*** Document section

Want to Save the Bees? First You’ll Need to Relearn Everything You ‘Knew’ About Them

By Melissa Sanger

When most people hear “save the bees,” they think of fuzzy honeybees buzzing about the garden. But honeybees, who aren’t native to North America, comprise only a tiny fraction of the bees who live among us. There’s a bustling world of native bees, each with their own unique contributions, characteristics and challenges. June 17 to 23 is National Pollinator Week, a time to deepen our understanding of all these buzzing beauties—and take action to protect them.

Of the world’s 20,000 (twenty thousand!) bee species, some 4,000 are native to the U.S. These unsung heroes of pollination play a pivotal role in maintaining the delicate balance of nature. Evolving alongside native flora, they have developed specialized skills in pollinating particular plant species, making invaluable contributions to the richness of local ecosystems.

Bees are responsible for pollinating 80% of the world’s flowering plants. Numerous crops, including tomatoes, potatoes and blueberries, rely on a process called “buzz pollination,” in which bees vibrate their tiny bodies to release the plant’s pollen—a behavior honeybees don’t exhibit.

Although humans benefit from pollination, bees exist for their own purposes. They are sentient beings with individual needs, desires and dreams. (Yes, really! Research suggests that bees may dream.) Every animal is someone, including insects.

Bees—from the diminutive Perdita minima, the world’s smallest bee at less than 2 millimeters long, to the oil-collecting Macropis ciliata, who looks more like a bat than a bee—are as diverse as the plants they pollinate.

Solitary bees live and work alone; others are social and form small colonies. Some species exhibit a mix of these behaviors, sharing entrance tunnels into the nesting sites of individual brood cells—kind of like an apartment complex.

Each species is adapted to their specific ecological niche. Female oil-collecting bees, for example, mix plant oils (instead of nectar) with pollen to nourish their young and ingeniously use these oils to waterproof their nests.

Yet despite bees’ versatility and adaptability, human-caused crises, including rising global temperatures, habitat destruction and rampant pesticide use, threaten their very existence. Many species are on the brink of extinction.

Neonicotinoids were introduced in the ’90s as “safer” alternatives to other pesticides. These insecticides are widely used as seed coatings and are absorbed by the plants as they grow, making them toxic to bees and other insects who land on or eat them.

Fortunately, there is cause for hope. In 2023, New York enacted the nation’s first ban on the use of neonicotinoid-treated seeds, and other states have passed legislation restricting the sale and use of these deadly chemicals.

Individual actions also make a meaningful difference in supporting pollinators.

You can start by planting a garden with a wide variety of native flowering plants. Local environmental organizations, botanical gardens and online resources can provide information about which plants are indigenous to your area, and many regions have native plant societies or gardening clubs where enthusiasts share knowledge and resources. People with limited outdoor space can grow herbs or flowers in window boxes or pots on a balcony.

In addition to planting for pollinators, it’s good to incorporate other elements into your garden, including water features, sheltering nooks and nesting sites to create a welcoming environment.

Bees can’t swim, so a shallow dish filled with pebbles, marbles or something similar for them to land on creates an ideal drinking spot. When you add water, ensure that it reaches no higher than the landing surface. Clean the dish and its contents and refresh the water often.

Be a natural gardener: Never use pesticides of any kind. Keep areas of your yard unmowed so wildflowers and native grasses can flourish, offering essential food and habitat for bees and other wildlife. And in the fall, leave some plant stems and debris as winter shelter for bees and other insects.

Saving the bees requires a shift in how we perceive and interact with the natural world. As we enjoy flowers, veggies and the (literal!) fruits of bees’ labor, let’s also do everything we can to save these precious pollinators.

******
*** Material supplied

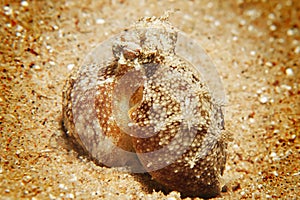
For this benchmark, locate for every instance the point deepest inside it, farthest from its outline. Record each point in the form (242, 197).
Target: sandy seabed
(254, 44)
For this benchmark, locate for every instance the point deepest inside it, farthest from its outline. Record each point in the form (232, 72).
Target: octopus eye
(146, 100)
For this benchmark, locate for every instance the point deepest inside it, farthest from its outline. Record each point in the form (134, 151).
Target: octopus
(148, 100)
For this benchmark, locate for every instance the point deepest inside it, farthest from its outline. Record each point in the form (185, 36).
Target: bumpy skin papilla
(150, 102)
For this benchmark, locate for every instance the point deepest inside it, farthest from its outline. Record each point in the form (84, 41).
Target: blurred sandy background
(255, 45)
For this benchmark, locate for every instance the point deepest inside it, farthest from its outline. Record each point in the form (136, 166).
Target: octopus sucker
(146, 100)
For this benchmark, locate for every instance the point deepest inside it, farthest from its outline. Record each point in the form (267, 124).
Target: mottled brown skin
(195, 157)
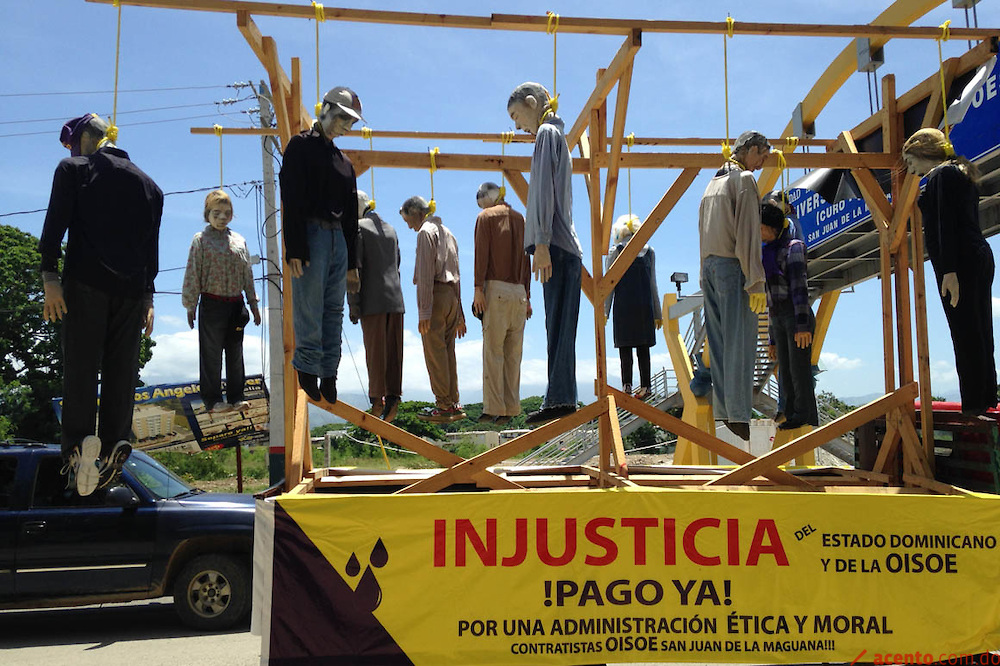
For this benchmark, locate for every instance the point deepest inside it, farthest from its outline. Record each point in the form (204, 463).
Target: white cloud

******

## Problems and tasks
- a) In two sentences, please summarize the article on native bees.
- b) List every human-caused crisis that the article on native bees names as a threat to bees.
- c) Return the passage of the article on native bees that begins at the words "When most people" and stops after the words "to protect them.".

## Your responses
- a) Some 4,000 bee species are native to the U.S., and they have specialized pollination skills and vary widely in size and behavior, but human-caused crises such as rising global temperatures, habitat destruction and rampant pesticide use threaten many of them with extinction. New York's 2023 ban on neonicotinoid-treated seeds and other states' restrictions give cause for hope, and individuals can help by planting native flowering plants, offering water and nesting sites, and never using pesticides.

- b)
- Rising global temperatures
- Habitat destruction
- Rampant pesticide use

- c)
When most people hear “save the bees,” they think of fuzzy honeybees buzzing about the garden. But honeybees, who aren’t native to North America, comprise only a tiny fraction of the bees who live among us. There’s a bustling world of native bees, each with their own unique contributions, characteristics and challenges. June 17 to 23 is National Pollinator Week, a time to deepen our understanding of all these buzzing beauties—and take action to protect them.